Tout d’abord, bien que constatant des points communs dans leurs visions nocturnes respectives intervenues à J-780, Paolo et Jason pensent qu’ils doivent être prudents avant de se lancer dans l’opération de désignation des « Élus ». Considérant que, du moins pour le moment, « leur histoire n’étant pas un sujet de discussion mais de foi ou de folie », ils se demandent « quelle oreille accepterait de les entendre ? »
Puis, épaulés par Helen, particulièrement efficace dans la recherche d’informations sur Internet, Paolo et Jason se constituent une solide documentation, autant ésotérique que scientifique, sur l’Univers, les ovnis et les extraterrestres … Au moment où Paolo fait face au scepticisme amusé, sinon à la franche hostilité, de ses collègues universitaires « rejetant d’emblée ce qu’ils ne comprennent pas » et que Jason doit affronter ses employeurs qui lui reprochent d’être moins performant, en naviguant sur les réseaux sociaux, ils rencontrent Samuel, un étudiant en littérature, écologiste et adepte des stages de survie. Cette rencontre avec un nouvel « Appelé, sorti tout droit des bois de l’Amérique profonde » donne un bel élan à leur mission de sauvetage.
^^^^^^^^
**OBJECTIFS:**
1/ Répondez à ces questions sur le texte sur Paolo et Jason :
(a) À quel moment les visions nocturnes de Paolo et Jason sont-elles intervenues ?
(b) Qui seconde Paolo et Jason dans leurs recherches sur Internet ?
(c) Quelles études Samuel poursuit-il ?
2/ Recopiez le texte sur Paolo et Jason depuis « Puis, épaulés par » jusqu'à « mission de sauvetage. » inclus.
3/ Reprenez le texte sur Paolo et Jason et écrivez la suite après sa dernière phrase.
La liste qui suit n'a aucun rôle ici.

Données extraites d'une collection:
^^^^^^^^
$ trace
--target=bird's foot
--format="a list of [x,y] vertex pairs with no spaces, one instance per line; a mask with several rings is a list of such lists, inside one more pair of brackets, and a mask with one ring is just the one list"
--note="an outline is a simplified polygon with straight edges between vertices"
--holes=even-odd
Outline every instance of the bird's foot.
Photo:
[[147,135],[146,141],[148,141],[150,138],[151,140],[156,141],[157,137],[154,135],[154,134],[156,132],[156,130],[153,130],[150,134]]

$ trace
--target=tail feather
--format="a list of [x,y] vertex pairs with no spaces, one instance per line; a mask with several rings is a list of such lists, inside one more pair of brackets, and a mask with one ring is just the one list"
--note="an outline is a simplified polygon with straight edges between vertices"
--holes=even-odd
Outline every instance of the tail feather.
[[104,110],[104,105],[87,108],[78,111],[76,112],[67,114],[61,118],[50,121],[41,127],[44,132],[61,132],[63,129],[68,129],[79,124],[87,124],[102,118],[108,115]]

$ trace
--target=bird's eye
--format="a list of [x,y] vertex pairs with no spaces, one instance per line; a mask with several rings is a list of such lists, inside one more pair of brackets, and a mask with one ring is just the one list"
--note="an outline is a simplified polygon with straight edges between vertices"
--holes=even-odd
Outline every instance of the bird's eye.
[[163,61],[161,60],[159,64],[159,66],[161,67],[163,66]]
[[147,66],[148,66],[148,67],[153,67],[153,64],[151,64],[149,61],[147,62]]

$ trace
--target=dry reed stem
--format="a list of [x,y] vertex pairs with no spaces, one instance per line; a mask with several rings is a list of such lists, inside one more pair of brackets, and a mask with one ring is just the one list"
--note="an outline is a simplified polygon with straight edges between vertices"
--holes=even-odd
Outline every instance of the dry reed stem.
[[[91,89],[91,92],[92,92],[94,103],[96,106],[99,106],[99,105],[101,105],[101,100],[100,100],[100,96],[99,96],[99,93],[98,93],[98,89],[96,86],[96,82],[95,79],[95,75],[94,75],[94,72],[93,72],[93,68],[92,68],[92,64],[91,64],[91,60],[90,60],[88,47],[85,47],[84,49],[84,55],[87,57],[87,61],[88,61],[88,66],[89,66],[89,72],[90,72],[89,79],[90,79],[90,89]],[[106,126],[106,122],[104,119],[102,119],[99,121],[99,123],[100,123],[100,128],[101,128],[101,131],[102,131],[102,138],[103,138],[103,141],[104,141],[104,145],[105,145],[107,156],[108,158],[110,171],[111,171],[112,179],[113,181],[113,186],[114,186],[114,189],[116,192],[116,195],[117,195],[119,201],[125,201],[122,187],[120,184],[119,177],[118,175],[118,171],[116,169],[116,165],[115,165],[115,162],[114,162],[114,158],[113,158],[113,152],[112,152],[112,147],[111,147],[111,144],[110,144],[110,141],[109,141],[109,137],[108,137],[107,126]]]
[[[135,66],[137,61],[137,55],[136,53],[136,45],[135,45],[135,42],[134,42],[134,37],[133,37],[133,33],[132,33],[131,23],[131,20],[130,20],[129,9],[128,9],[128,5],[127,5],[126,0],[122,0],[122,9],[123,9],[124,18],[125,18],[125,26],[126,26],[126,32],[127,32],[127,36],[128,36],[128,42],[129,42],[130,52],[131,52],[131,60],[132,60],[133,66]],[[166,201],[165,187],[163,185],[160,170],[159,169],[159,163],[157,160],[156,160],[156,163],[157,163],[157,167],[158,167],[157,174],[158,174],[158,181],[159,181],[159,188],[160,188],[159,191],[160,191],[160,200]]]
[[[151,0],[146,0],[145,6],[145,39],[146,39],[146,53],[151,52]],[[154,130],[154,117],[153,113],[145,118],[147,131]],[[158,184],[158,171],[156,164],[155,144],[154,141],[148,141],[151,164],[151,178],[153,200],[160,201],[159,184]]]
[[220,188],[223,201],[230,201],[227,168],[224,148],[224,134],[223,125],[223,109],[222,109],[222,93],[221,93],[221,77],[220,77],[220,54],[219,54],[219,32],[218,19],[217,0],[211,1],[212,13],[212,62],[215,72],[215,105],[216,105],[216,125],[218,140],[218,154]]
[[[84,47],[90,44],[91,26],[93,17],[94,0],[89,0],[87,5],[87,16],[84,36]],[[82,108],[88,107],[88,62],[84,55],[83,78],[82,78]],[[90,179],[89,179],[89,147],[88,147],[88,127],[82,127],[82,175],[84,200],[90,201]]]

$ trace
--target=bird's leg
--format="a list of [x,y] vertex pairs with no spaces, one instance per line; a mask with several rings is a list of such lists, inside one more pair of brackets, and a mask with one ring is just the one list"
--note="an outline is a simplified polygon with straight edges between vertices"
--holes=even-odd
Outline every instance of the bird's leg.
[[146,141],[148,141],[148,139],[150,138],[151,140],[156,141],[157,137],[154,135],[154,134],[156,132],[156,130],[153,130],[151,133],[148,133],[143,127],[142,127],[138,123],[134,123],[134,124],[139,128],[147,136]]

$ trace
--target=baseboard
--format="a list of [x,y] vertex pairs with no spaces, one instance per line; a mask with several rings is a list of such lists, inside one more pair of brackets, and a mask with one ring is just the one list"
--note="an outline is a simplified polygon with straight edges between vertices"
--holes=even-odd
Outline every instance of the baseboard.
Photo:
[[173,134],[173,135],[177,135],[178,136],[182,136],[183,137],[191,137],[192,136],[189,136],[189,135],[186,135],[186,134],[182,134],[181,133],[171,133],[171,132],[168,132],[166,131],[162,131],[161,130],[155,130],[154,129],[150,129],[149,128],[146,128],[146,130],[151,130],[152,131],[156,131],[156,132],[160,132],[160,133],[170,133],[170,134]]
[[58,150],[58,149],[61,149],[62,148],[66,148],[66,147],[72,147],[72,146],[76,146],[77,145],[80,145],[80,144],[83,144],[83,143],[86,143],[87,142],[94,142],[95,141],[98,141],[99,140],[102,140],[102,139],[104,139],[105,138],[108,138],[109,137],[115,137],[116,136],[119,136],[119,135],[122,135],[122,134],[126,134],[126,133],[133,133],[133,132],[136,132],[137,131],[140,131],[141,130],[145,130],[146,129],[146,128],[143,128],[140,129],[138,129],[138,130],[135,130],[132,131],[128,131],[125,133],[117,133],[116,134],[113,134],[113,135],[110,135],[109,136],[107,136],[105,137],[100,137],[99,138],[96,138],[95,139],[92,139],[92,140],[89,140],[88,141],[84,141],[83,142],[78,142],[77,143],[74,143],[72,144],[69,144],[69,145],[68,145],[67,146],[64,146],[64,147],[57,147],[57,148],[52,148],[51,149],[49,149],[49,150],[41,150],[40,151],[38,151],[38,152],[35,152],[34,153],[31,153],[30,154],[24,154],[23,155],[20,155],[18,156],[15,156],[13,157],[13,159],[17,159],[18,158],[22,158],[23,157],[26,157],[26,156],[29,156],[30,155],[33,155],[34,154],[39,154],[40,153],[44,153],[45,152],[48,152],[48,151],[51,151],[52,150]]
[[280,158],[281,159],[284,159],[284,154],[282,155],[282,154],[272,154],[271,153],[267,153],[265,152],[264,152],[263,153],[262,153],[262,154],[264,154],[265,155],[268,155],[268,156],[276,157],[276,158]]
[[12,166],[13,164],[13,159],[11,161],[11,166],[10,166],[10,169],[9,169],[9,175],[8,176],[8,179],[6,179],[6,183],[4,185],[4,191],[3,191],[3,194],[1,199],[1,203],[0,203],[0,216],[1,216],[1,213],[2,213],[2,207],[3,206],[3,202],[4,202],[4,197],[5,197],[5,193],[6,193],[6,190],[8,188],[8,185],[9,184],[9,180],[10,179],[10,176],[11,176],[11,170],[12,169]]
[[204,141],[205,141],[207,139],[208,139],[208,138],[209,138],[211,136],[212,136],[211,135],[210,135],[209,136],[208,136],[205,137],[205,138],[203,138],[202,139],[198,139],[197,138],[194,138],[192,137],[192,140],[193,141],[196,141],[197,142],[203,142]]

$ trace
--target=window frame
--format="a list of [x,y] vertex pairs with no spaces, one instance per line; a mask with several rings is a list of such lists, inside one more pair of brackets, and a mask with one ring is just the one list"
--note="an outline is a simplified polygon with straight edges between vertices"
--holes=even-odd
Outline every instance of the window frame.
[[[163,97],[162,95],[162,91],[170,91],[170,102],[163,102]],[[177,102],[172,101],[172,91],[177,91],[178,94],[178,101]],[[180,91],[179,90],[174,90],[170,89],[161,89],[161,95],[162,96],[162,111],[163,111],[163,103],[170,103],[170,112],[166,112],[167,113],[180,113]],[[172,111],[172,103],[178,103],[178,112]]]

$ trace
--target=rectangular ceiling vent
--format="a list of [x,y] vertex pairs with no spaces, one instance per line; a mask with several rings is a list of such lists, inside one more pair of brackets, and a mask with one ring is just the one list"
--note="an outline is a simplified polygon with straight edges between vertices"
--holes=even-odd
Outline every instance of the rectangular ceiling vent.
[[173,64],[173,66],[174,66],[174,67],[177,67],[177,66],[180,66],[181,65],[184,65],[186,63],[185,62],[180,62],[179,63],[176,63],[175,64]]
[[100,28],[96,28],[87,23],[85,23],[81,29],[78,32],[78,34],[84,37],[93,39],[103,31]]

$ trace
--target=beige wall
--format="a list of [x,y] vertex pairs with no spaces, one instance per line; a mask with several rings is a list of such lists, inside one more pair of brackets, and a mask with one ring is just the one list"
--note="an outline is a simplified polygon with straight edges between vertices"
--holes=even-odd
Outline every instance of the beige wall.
^^^^^^^^
**CORRIGÉ DE L'EXERCICE:**
1/
(a) À J-780.
(b) Helen.
(c) Des études de littérature.

2/
Puis, épaulés par Helen, particulièrement efficace dans la recherche d’informations sur Internet, Paolo et Jason se constituent une solide documentation, autant ésotérique que scientifique, sur l’Univers, les ovnis et les extraterrestres … Au moment où Paolo fait face au scepticisme amusé, sinon à la franche hostilité, de ses collègues universitaires « rejetant d’emblée ce qu’ils ne comprennent pas » et que Jason doit affronter ses employeurs qui lui reprochent d’être moins performant, en naviguant sur les réseaux sociaux, ils rencontrent Samuel, un étudiant en littérature, écologiste et adepte des stages de survie. Cette rencontre avec un nouvel « Appelé, sorti tout droit des bois de l’Amérique profonde » donne un bel élan à leur mission de sauvetage.

3/
Alors que désormais des institutions telles que la CIA, Le FBI et le Pentagone mais aussi la DST… sont « amicalement » au courant de leurs démarches tout en ne manquant pas, bien sûr, de les surveiller de près, avec l’aide décisive de Camille Mo, étudiante de Paolo, originaire des îles du Pacifique et « surdouée », à J-300, « les Appelés » décident d’utiliser la vidéo en ligne pour recruter « les Élus » : plutôt que d’avoir à les sélectionner, ils proposent que ceux et celles qui souhaitent embarquer sur le vaisseau intergalactique afin de rejoindre la nouvelle planète, baptisée Terre Neuve, le fassent savoir. Doutant de l’intérêt des Terriens et Terriennes pour le grand départ, ils font l’hypothèse que beaucoup ne seront pas intéressés ; mais, enthousiastes, les candidats et candidates affluent jusqu’à provoquer un bug informatique géant qui interpelle les différents gouvernements et accroît leur animosité à l’égard des « Appelés ».
La question de la sélection des « élus »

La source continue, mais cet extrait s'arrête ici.